Data section:
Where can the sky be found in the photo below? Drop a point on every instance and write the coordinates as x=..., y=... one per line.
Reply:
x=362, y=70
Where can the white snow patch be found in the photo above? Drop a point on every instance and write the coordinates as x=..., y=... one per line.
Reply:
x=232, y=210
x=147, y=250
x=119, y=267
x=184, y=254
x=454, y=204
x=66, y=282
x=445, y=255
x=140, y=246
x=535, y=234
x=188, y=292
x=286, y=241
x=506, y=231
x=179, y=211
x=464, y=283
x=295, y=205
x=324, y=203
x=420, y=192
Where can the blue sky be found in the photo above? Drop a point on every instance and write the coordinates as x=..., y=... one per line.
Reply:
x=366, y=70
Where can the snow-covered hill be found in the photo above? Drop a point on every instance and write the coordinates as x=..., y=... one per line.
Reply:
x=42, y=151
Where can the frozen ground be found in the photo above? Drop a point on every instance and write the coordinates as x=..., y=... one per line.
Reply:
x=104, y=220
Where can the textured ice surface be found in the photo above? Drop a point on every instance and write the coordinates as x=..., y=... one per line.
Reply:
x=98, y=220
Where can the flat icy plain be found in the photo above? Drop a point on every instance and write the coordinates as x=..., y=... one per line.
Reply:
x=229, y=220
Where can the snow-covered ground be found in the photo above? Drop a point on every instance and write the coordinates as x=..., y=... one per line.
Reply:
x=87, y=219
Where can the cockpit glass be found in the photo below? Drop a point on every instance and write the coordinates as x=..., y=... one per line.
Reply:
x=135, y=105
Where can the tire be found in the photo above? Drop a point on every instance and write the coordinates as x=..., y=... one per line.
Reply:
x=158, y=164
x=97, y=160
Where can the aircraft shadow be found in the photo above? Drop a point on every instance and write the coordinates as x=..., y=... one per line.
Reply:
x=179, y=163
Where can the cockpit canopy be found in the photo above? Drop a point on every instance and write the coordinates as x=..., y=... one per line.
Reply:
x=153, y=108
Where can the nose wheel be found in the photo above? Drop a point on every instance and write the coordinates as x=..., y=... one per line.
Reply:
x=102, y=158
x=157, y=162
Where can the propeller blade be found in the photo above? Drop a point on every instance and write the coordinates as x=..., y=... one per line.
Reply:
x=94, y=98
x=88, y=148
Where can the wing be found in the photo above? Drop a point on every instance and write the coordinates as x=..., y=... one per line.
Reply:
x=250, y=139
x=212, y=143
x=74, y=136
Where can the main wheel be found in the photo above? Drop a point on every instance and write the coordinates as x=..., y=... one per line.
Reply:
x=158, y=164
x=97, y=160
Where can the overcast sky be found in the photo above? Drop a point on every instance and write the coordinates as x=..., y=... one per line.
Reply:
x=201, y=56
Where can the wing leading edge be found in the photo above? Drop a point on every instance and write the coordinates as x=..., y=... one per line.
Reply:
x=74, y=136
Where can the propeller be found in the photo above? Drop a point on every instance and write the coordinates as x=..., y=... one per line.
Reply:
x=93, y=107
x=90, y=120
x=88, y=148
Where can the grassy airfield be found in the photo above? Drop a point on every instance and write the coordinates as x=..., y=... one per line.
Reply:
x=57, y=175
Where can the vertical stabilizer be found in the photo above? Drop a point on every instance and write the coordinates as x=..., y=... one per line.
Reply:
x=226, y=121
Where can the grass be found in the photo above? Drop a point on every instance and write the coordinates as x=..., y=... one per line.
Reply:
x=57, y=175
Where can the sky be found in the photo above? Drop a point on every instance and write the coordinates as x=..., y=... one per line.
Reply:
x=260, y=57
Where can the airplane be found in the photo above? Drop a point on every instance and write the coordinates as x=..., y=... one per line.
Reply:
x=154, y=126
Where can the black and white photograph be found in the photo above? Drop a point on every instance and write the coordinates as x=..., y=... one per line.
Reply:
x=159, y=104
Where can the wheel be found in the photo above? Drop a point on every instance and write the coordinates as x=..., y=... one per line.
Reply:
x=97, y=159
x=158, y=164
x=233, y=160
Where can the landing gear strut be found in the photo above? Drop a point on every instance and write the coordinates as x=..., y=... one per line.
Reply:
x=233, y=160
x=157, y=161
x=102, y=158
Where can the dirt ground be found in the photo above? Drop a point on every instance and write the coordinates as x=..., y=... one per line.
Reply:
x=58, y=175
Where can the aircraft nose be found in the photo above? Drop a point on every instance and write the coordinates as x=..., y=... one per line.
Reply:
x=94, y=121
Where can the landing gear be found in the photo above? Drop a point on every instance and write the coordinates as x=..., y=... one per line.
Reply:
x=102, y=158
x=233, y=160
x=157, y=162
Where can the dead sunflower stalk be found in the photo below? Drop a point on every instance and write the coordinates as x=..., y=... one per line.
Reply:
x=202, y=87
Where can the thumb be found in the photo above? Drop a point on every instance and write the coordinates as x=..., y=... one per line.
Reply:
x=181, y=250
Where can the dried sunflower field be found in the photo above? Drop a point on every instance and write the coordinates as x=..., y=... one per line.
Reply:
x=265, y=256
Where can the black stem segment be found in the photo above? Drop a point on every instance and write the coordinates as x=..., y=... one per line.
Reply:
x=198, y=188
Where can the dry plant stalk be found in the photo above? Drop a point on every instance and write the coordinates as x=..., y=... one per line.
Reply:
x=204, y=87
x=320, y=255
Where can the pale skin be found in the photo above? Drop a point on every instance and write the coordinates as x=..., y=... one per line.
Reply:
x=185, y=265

Exercise requirements: Copy out the stretch from the line containing "Where can the pale" through the end of the records, swapping "Drop" for "Place" and changing nothing else.

Written response:
Where can the pale skin be found in the photo above? Place a point on every instance and write the coordinates as x=..., y=... one per line.
Reply:
x=185, y=265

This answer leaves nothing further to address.